▶ Short problem
Write down each entry again, exactly as it reads.

▶ Input material
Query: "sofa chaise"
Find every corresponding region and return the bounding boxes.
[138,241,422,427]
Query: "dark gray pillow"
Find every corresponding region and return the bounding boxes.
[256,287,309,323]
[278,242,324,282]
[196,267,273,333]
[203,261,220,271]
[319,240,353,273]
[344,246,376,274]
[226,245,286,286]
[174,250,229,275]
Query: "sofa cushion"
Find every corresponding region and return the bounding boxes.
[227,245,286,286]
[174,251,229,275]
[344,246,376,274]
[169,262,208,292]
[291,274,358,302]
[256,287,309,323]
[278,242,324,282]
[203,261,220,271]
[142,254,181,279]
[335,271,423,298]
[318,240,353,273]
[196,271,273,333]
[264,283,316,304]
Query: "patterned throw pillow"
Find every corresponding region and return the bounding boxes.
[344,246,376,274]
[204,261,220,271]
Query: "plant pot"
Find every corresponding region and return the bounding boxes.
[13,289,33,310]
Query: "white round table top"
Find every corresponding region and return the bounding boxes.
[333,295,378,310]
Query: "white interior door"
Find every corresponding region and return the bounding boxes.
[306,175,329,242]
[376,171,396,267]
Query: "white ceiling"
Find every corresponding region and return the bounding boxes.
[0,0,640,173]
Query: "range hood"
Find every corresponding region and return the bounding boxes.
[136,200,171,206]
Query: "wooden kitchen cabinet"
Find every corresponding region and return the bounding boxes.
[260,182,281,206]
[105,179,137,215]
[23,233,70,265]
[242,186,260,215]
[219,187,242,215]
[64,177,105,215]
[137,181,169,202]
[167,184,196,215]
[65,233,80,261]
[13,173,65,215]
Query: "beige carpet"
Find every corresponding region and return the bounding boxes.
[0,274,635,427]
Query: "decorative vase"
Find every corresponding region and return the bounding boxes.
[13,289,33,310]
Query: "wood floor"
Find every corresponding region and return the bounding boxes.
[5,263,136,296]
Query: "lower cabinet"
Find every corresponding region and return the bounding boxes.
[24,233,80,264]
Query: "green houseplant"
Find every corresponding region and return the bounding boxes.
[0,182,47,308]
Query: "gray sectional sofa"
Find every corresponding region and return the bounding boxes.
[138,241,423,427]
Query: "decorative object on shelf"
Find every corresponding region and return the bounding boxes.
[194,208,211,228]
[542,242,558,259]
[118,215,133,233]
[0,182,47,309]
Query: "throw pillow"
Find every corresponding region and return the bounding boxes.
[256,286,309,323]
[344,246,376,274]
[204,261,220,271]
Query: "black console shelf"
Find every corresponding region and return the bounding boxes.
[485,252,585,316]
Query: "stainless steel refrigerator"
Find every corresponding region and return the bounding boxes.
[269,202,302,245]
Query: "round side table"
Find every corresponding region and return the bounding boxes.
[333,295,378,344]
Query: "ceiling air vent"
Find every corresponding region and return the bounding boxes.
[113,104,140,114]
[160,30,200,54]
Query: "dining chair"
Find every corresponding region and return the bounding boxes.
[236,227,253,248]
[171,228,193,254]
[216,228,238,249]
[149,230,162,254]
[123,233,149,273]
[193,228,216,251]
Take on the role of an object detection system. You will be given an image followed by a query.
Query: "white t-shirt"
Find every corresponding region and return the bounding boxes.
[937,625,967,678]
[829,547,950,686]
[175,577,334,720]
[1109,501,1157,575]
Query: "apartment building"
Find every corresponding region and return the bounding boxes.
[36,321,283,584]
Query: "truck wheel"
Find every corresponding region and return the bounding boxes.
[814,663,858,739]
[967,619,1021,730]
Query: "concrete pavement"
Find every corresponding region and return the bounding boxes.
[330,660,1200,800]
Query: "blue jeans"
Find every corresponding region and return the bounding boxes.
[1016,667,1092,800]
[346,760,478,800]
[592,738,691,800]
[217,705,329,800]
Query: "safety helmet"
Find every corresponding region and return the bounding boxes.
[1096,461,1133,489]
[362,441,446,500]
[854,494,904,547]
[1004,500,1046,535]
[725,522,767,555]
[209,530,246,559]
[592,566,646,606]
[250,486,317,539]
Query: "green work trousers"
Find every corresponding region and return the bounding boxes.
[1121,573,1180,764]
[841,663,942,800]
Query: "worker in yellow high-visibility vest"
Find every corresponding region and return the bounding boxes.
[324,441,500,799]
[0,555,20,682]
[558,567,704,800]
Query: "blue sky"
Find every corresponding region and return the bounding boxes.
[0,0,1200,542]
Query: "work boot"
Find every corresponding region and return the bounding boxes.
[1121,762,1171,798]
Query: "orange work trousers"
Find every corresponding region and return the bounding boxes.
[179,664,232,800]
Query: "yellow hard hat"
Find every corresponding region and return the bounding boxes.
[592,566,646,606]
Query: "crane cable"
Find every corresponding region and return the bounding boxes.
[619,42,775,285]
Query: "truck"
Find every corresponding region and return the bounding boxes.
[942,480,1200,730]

▶ Output of the task
Query: "sofa chaise"
Find every corresponding region and return the bounding boxes.
[138,241,422,427]
Query: "dark gray pillow"
Find every corresponding region and return the bounding boxes.
[256,287,309,323]
[278,242,324,282]
[196,267,273,333]
[203,261,220,271]
[319,240,353,273]
[344,246,376,274]
[226,245,286,286]
[174,250,229,275]
Query: "sofa cushion"
Find every corresponding region and return the bounding boxes.
[227,245,286,286]
[174,251,229,275]
[344,246,376,274]
[169,262,208,292]
[291,274,358,302]
[256,287,309,323]
[278,242,324,282]
[203,261,220,271]
[142,254,181,279]
[335,271,423,298]
[318,240,353,273]
[196,271,273,333]
[264,283,316,304]
Query: "patterned throw pillow"
Find every corresponding region and return the bounding boxes.
[344,246,376,274]
[204,261,220,271]
Query: "plant pot"
Find every corresponding region and return the bounding boxes.
[13,289,33,310]
Query: "white round table top"
Find every corresponding region and return the bounding boxes.
[333,295,378,310]
Query: "white interior door"
Find every corresponding region and return the bounding boxes.
[306,175,329,242]
[376,171,396,267]
Query: "white ceiling"
Find every corresponding region and return the bounding boxes.
[0,0,640,173]
Query: "range hood"
Find every corresponding region and return the bounding boxes.
[136,200,171,206]
Query: "wooden kitchen cabinet"
Find every corresponding region and return the bounding boxes.
[260,182,281,206]
[105,179,137,215]
[23,233,70,265]
[242,186,260,215]
[219,187,242,215]
[64,177,105,215]
[137,181,169,202]
[167,184,196,215]
[65,233,80,261]
[13,173,65,215]
Query: "beige carpet"
Find every corresponding region and return the bounding boxes.
[0,274,635,427]
Query: "decorative vase"
Find every corresponding region and return the bounding boxes.
[13,289,33,310]
Query: "wood floor"
Find every corresponding region and return the bounding boxes.
[5,263,136,296]
Query: "lower cabinet"
Find every corresponding region and return the bounding boxes.
[24,233,80,264]
Query: "green houseplant"
Find every corresponding region and return the bounding boxes.
[0,182,47,308]
Query: "gray sectional sofa"
Find every corresponding region and return the bounding boxes.
[138,241,423,427]
Query: "decorative object on shelf"
Find every corresponding region and return the bounding boxes.
[194,208,211,228]
[542,242,558,259]
[118,215,133,233]
[0,182,47,309]
Query: "throw pillow"
Find every corresponding region and return the bounding boxes.
[256,286,309,323]
[344,246,376,274]
[204,261,220,271]
Query: "black console shelf"
Find every corresponding region and return the bounding boxes.
[485,252,585,316]
Query: "stainless steel refrigerator"
Find every corresponding region and return the bounding boxes.
[269,202,302,245]
Query: "round side table"
Find every corresponding region and return the bounding boxes.
[333,295,378,344]
Query: "ceiling air vent"
Find every corresponding region and return the bounding boxes.
[113,104,140,114]
[160,30,200,54]
Query: "dining chair"
Find every corresponding region and return the bounding boxes.
[236,227,253,248]
[171,228,193,254]
[216,228,238,249]
[149,230,162,254]
[123,233,149,273]
[193,228,216,251]
Take on the role of an object detection system. You will be given an image followed by a query.
Query: "white t-shirt"
Find every corresponding region and return the bounding boxes.
[937,625,967,678]
[829,547,950,686]
[175,577,334,720]
[1109,501,1157,575]
Query: "apartment building"
Find every corresponding region and return the bounding boxes.
[36,321,283,584]
Query: "truck wheel"
Find every corresponding region and return the bounding boxes.
[814,663,858,739]
[967,619,1021,730]
Query: "concrete pavement"
Find every corresponding region and return the bounding boxes.
[330,660,1200,800]
Query: "blue jeans"
Find every corresponding region and return the bounding boxes.
[1016,667,1092,800]
[346,760,478,800]
[592,738,691,800]
[217,705,329,800]
Query: "safety helmet"
Find every corresponding region and return the bounding boxes.
[1096,461,1133,489]
[362,441,446,500]
[854,494,904,547]
[1004,500,1046,535]
[725,522,767,555]
[209,530,246,559]
[592,566,646,606]
[250,486,317,539]
Query: "green work trousers"
Find every corresponding region and return the bounding boxes.
[1121,573,1180,764]
[841,663,942,800]
Query: "worker in yellow high-visibility vest"
Find every corresponding region and return the bounding boxes.
[324,441,500,799]
[0,555,20,682]
[558,567,704,800]
Query: "blue sky"
Find every corresponding region and return the bounding boxes.
[0,0,1200,542]
Query: "work boot"
Find every corresponding region and return the bounding boxes.
[1121,762,1171,798]
Query: "orange work trousers"
Find every corresponding region and return the bounding boxes.
[179,664,232,800]
Query: "yellow hard hat"
Find every corresponding region and return the bounding boxes.
[592,566,646,606]
Query: "crane cable"
Find every corresponding region and return the bounding boxes.
[619,42,775,285]
Query: "truck"
Find every corresponding region and return the bounding boxes.
[942,480,1200,730]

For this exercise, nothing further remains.